▸ Ausgewählter Textauszug:
============================================================

Polizeiruf "Fieber":Mit dem Junkie im Bett

Dieser Polizeiruf ist ein Ereignis: Der tote Junkie, der den Kommissar gleich am Anfang angeschossen hat, erweist sich später als Geist, der strafen und schmusen will. Hier kämpft jeder ums Überleben. Und wer den Kampf verloren hat, hört nicht auf zu kämpfen.

Holger Gertz

Polizeiruf 110

Ein Geist, der das Schnarchen nebenan nicht tolerieren will: Kommissar von Meuffels (Matthias Brandt) erscheint im Krankenhaus ein toter Junkie (Georg Friedrich).

(Foto: die film gmbh/Jacqueline Krause-)

Ein Junkie hält einem kleinen Jungen die Waffe an den Kopf, "ich will eine Million", brüllt er. So fängt die Geschichte an. Der Junkie hat einen Kindergarten überfallen, die Ermittler Hanns von Meuffels und Anna Burnhauser versuchen ihn zu überwältigen, das SEK ist noch nicht da.

============================================================

▸ Deine Aufgabe: Bearbeite im Text zum Polizeiruf den Abschnitt, der mit den Wörtern „Dieser Polizeiruf ist“ beginnt und mit „auf zu kämpfen.“ endet: Ersetze darin „Kommissar“ durch „Ermittler“ und gib den Abschnitt vollständig wieder.

▸ Datenzeilen:
============================================================

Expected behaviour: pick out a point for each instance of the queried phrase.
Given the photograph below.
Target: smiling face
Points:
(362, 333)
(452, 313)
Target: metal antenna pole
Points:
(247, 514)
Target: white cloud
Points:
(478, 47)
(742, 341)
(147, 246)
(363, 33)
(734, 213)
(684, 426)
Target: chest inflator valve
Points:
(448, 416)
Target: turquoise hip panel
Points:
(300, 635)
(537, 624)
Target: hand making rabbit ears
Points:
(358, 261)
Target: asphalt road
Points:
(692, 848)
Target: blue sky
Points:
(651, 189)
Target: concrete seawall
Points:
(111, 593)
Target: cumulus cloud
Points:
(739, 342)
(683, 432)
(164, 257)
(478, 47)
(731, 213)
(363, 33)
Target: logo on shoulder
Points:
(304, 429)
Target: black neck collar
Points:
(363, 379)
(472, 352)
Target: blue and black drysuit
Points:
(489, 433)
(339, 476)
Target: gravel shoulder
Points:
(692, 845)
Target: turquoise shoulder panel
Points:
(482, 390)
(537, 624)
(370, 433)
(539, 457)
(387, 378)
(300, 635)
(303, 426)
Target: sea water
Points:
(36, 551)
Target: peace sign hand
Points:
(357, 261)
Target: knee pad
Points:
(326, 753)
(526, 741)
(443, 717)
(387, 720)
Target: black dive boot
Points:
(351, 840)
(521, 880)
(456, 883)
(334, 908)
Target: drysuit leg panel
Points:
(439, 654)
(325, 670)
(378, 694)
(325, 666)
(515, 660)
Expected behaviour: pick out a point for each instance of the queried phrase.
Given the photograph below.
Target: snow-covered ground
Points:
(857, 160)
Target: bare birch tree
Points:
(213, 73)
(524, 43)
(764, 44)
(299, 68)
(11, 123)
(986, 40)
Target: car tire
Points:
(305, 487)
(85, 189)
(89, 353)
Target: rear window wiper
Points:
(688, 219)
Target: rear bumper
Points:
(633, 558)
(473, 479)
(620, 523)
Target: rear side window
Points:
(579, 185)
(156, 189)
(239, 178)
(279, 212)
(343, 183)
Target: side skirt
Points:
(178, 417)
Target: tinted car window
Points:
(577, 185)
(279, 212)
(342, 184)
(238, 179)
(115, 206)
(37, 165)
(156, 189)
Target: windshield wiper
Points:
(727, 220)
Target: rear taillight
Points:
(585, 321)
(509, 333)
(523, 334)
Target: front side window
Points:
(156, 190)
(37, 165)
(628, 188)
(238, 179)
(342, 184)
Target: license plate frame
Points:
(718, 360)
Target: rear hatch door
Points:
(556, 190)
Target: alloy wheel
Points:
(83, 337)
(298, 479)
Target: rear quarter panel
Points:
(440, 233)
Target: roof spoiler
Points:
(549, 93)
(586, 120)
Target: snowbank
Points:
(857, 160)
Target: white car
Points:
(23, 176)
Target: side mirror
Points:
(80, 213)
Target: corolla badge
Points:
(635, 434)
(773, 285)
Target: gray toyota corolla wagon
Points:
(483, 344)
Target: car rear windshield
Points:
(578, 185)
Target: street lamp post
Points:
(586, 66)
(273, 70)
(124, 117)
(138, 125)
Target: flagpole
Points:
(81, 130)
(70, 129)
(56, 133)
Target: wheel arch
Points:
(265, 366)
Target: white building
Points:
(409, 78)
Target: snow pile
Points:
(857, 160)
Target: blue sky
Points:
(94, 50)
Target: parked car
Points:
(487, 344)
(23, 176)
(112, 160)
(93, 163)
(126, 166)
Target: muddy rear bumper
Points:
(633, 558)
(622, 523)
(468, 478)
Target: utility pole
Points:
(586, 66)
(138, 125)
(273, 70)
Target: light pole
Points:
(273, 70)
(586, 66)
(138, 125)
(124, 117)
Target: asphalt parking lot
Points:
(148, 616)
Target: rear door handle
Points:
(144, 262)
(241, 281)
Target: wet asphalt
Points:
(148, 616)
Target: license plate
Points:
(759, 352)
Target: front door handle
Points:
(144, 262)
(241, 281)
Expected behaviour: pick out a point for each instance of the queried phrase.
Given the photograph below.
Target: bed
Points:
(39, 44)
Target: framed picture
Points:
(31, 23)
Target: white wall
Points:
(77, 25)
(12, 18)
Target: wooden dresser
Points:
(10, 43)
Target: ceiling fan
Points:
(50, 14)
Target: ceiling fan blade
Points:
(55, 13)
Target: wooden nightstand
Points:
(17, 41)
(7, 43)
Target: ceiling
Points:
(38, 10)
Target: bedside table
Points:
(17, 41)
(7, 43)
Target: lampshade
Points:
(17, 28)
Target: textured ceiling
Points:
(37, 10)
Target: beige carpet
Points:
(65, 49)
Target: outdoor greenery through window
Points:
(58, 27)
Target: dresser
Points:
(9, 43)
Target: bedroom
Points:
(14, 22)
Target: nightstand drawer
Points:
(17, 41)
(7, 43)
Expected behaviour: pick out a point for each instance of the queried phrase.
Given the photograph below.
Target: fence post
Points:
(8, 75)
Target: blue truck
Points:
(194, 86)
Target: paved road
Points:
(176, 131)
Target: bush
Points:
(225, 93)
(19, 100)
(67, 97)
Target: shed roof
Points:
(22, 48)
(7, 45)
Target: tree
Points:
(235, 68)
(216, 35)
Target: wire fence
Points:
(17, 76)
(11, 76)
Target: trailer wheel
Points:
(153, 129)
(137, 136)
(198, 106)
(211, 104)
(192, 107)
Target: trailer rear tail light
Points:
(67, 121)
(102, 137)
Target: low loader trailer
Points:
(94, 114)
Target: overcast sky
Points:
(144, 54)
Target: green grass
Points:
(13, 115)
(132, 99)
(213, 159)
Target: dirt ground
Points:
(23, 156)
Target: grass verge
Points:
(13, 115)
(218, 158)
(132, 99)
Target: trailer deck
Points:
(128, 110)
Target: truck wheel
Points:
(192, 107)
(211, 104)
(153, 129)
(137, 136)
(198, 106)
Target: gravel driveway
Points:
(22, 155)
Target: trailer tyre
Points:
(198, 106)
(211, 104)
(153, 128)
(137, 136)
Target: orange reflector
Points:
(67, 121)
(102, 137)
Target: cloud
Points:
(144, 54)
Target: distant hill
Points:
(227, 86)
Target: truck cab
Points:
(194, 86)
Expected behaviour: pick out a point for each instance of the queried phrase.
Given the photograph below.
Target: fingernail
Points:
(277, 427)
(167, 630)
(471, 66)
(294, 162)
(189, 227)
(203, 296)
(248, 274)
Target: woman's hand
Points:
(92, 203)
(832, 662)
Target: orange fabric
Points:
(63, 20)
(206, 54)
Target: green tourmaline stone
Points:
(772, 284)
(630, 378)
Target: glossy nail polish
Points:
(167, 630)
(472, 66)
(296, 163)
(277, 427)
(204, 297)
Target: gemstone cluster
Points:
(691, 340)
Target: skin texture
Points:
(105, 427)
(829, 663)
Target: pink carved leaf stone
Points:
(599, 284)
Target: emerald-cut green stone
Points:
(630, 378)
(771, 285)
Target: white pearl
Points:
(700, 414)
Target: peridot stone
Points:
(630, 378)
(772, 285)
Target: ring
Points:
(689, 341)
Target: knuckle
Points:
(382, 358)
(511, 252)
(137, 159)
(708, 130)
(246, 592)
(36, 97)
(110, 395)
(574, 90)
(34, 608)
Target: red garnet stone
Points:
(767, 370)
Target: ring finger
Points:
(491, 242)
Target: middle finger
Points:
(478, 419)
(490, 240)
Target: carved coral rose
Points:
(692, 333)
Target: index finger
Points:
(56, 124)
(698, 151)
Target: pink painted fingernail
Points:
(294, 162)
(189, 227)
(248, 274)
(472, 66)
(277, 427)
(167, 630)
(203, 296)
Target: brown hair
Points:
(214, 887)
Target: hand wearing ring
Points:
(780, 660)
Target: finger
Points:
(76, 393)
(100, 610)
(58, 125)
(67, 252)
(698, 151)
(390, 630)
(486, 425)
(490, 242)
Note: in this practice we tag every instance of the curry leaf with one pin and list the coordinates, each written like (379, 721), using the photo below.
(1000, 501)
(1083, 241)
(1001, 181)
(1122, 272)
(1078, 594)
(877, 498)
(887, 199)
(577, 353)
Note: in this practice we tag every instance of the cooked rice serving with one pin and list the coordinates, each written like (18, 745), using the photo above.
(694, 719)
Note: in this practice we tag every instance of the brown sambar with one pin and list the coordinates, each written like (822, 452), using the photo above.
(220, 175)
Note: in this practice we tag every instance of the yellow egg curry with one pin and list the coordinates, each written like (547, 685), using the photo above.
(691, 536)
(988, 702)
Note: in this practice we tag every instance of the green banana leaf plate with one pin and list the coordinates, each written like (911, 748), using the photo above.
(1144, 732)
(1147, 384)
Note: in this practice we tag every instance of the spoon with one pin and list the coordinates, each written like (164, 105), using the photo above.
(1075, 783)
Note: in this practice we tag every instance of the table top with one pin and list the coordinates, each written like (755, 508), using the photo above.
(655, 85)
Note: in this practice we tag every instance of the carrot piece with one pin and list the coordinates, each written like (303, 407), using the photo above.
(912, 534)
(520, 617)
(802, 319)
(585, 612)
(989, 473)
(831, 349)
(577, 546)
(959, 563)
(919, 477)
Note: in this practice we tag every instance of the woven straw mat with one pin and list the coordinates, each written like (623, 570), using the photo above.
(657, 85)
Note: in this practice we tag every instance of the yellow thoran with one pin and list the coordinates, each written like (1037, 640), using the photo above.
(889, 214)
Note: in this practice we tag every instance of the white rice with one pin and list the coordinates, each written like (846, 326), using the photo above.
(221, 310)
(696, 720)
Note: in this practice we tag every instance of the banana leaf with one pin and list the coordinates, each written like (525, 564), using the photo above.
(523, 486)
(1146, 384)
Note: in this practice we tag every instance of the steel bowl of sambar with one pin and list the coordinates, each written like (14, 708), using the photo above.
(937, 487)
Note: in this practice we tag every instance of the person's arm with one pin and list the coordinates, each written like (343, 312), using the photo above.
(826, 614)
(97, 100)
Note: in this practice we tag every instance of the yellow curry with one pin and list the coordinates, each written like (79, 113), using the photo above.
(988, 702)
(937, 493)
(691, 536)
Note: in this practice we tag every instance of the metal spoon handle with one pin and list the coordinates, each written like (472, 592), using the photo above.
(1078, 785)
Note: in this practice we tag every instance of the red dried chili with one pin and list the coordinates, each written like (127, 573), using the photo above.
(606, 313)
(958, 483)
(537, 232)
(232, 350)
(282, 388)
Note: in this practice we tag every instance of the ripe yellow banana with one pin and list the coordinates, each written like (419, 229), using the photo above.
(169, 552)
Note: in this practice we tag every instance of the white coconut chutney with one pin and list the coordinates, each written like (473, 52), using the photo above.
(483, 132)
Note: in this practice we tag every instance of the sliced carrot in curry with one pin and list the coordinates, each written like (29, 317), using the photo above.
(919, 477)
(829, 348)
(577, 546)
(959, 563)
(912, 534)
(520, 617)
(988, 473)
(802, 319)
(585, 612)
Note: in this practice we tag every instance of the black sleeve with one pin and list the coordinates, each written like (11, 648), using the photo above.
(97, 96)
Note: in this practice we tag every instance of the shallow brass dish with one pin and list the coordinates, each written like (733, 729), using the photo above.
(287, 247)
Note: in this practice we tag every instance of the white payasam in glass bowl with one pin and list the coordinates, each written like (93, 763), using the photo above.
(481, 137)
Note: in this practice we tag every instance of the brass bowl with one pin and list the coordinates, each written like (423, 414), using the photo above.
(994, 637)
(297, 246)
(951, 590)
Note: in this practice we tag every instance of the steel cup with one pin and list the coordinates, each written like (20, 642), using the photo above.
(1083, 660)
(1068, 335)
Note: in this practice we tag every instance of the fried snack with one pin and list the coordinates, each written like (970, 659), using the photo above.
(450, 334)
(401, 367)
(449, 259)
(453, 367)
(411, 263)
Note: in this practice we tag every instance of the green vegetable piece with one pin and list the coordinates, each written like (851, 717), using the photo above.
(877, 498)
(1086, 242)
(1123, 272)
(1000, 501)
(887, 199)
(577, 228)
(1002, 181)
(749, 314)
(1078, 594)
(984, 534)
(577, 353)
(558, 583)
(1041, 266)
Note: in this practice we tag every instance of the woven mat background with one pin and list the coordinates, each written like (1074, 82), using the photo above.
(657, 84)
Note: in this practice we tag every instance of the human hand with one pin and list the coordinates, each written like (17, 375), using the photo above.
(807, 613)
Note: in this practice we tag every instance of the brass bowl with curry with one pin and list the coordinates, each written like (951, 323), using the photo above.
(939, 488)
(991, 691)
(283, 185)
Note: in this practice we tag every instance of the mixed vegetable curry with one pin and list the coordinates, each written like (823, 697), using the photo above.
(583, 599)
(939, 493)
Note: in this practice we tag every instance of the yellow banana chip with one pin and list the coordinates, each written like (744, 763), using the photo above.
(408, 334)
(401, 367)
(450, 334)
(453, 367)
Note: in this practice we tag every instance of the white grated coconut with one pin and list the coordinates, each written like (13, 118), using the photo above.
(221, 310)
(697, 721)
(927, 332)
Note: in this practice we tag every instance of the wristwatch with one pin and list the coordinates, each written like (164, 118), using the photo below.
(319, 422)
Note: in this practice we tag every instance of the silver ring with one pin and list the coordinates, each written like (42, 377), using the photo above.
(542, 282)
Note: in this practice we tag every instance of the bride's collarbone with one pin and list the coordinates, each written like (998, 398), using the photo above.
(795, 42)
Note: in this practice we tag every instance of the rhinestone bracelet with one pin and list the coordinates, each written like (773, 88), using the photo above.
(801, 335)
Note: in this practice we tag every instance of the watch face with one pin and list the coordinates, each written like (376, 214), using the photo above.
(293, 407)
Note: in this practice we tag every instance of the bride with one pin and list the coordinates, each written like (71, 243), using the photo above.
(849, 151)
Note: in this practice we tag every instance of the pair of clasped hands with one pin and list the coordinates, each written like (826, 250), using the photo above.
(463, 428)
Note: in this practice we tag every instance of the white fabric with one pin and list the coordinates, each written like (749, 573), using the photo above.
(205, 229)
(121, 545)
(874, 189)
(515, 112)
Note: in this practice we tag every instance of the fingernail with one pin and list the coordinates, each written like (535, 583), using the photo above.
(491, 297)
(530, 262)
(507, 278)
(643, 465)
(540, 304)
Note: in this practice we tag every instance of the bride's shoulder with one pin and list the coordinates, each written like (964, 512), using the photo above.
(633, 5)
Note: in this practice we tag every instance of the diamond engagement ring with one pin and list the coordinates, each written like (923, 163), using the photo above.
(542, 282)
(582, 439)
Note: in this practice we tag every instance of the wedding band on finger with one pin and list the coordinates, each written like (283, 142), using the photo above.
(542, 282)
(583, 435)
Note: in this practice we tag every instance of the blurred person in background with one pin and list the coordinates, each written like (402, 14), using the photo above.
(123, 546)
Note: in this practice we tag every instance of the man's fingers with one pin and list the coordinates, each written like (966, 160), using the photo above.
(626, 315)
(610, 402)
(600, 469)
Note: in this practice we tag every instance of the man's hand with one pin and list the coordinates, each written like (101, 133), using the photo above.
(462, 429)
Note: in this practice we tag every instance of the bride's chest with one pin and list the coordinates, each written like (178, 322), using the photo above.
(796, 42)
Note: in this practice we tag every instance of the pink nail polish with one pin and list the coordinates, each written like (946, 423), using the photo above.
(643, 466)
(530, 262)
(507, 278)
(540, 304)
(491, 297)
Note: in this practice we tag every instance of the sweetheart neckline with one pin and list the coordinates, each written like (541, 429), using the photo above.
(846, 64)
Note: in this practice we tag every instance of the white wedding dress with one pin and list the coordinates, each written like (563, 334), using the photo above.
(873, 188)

============================================================

▸ Antwortfeld:
Dieser Polizeiruf ist ein Ereignis: Der tote Junkie, der den Ermittler gleich am Anfang angeschossen hat, erweist sich später als Geist, der strafen und schmusen will. Hier kämpft jeder ums Überleben. Und wer den Kampf verloren hat, hört nicht auf zu kämpfen.